- [Entries shown]:
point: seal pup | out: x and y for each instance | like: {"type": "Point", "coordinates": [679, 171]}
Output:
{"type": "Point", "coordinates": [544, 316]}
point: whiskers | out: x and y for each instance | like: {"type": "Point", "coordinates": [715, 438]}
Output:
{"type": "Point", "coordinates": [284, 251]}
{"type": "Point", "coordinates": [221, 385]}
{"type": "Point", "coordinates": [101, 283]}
==
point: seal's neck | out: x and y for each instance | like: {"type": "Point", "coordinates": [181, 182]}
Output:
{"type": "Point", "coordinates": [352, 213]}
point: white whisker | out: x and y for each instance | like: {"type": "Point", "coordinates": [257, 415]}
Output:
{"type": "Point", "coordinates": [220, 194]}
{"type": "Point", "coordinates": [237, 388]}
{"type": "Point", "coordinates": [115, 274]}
---
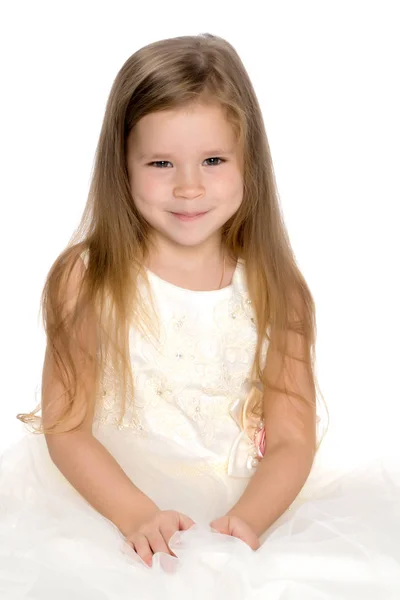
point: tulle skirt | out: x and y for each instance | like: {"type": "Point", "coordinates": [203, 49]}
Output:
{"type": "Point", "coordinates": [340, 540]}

- [Task prompt]: Whenever a line of the entries contains "each", it counts toward the total; state that total alone.

- [Output for this exercise]: 5